======== AVAILABLE DATA
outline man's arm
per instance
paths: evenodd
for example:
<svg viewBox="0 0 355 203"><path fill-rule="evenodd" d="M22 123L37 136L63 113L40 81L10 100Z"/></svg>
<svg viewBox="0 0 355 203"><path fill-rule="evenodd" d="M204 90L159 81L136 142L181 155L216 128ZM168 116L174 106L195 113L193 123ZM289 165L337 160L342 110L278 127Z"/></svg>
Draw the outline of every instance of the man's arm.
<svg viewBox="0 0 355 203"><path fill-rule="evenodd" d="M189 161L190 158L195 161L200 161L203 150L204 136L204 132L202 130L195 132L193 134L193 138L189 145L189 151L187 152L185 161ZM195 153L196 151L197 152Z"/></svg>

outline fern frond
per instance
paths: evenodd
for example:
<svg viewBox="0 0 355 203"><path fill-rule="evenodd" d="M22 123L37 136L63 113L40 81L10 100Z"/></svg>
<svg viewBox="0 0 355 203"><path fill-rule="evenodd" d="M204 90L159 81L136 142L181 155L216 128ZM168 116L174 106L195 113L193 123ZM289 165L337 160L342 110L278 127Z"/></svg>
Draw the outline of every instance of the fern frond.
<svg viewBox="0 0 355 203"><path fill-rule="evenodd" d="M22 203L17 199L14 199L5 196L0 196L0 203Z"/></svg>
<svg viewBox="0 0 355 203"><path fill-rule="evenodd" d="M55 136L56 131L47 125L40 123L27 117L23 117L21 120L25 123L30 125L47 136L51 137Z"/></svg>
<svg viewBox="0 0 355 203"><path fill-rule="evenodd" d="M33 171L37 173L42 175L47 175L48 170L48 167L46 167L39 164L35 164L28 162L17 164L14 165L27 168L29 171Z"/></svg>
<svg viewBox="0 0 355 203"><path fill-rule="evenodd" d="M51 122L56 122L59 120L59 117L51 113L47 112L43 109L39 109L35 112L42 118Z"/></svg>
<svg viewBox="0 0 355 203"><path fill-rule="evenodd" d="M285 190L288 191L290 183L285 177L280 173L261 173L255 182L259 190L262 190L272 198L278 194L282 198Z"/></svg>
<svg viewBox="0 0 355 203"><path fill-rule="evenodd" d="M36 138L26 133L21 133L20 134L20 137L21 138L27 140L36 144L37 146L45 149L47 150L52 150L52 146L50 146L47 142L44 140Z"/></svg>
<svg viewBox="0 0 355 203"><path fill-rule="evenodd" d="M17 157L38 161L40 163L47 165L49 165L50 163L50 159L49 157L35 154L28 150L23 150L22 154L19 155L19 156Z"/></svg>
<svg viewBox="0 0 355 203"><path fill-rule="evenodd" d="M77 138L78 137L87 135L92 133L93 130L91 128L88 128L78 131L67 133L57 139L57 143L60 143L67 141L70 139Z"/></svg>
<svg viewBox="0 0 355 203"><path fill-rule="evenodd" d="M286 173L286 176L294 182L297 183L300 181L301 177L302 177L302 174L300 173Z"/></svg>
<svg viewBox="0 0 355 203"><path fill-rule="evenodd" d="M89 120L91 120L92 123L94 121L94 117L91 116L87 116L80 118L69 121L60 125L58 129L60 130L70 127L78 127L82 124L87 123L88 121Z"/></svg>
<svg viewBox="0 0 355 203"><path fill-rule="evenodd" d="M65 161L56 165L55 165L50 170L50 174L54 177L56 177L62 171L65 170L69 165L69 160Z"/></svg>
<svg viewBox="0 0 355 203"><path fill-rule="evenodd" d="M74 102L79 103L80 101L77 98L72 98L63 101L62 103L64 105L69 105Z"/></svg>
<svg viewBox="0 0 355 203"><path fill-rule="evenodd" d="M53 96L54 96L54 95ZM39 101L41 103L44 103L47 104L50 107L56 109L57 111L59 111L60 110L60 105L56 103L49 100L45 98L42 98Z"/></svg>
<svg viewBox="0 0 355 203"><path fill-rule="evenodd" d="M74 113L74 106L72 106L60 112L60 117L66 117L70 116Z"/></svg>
================
(THE TASK) How many lines in the rows above contain the word "Draw"? Give only the number.

(PROBLEM SOLUTION) 2